BUT, for UL BPing on the PCT, I'd bring on a little button compass, something on a zipper-pull, or nothing at all. 90% of the time, I can tell north to 10-15 degrees from the sun, stars, and terrain, and in the remaining cloudy times, there's this well-traveled north-south trail to go by.
For BPing with a little off trail, I'd go for the smallest, lightest mirrored compass in part because the mirror is useful for some self-assessment and first aid at times. Something like: http://www.thecompassstore.com/guideorange.html
For geocaching, cave surveying, relocating a fishing hole or butchered carcass, etc; I go with the most accurate small compass I've found, the $160, 108 gram Suunto KB-14 optical sighting compass:
http://www.thecompassstore.com/51kb14360r.html?productid=51kb14360r&channelid=FROOG&gclid=CP2058qfjLYCFSHZQgodoVgAmw
Not cheap, but I can read it, quickly and accurately, to 1/2 degree. The Suunto style is more accurate, lighter and a quarter the price of the $600 Brunton Pocket Transit that EVERY geologist I've ever worked with got for their summer field camp and now proudly owns the worlds most expensive shaving mirror.
Or in plastic by Suunto at $80, 39 grams.
Or a Harbin knock of the aluminum Suunto at $64.
I've never tried the optical Deruite at $38.50. I might get one to play with since I'm planning some scouting skills lessons with the kids (plus friends' kids) this summer.

The data:
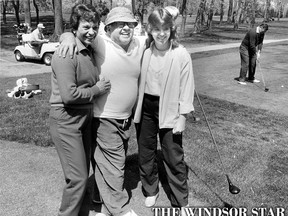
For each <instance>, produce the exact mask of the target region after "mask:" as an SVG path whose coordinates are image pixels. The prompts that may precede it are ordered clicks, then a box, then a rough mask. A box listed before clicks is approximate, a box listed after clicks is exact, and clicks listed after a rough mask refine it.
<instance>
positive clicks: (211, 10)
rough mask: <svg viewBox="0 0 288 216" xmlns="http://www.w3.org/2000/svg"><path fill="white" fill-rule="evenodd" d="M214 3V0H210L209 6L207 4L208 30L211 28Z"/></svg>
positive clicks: (211, 25) (209, 29) (207, 26)
mask: <svg viewBox="0 0 288 216" xmlns="http://www.w3.org/2000/svg"><path fill="white" fill-rule="evenodd" d="M214 3H215V0H211V2H210V6H209V13H208V19H207V27H208V29H209V30H211V29H212V21H213V15H214Z"/></svg>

Brief 1: Reproduce the compass text verbatim, starting at "For BPing with" and ending at "expensive shaving mirror.".
Brief 2: What price and weight does the compass text give for the Suunto KB-14 optical sighting compass?

Final answer 1:
For BPing with a little off trail, I'd go for the smallest, lightest mirrored compass in part because the mirror is useful for some self-assessment and first aid at times. Something like: http://www.thecompassstore.com/guideorange.html
For geocaching, cave surveying, relocating a fishing hole or butchered carcass, etc; I go with the most accurate small compass I've found, the $160, 108 gram Suunto KB-14 optical sighting compass:
http://www.thecompassstore.com/51kb14360r.html?productid=51kb14360r&channelid=FROOG&gclid=CP2058qfjLYCFSHZQgodoVgAmw
Not cheap, but I can read it, quickly and accurately, to 1/2 degree. The Suunto style is more accurate, lighter and a quarter the price of the $600 Brunton Pocket Transit that EVERY geologist I've ever worked with got for their summer field camp and now proudly owns the worlds most expensive shaving mirror.

Final answer 2: It costs $160 and weighs 108 grams.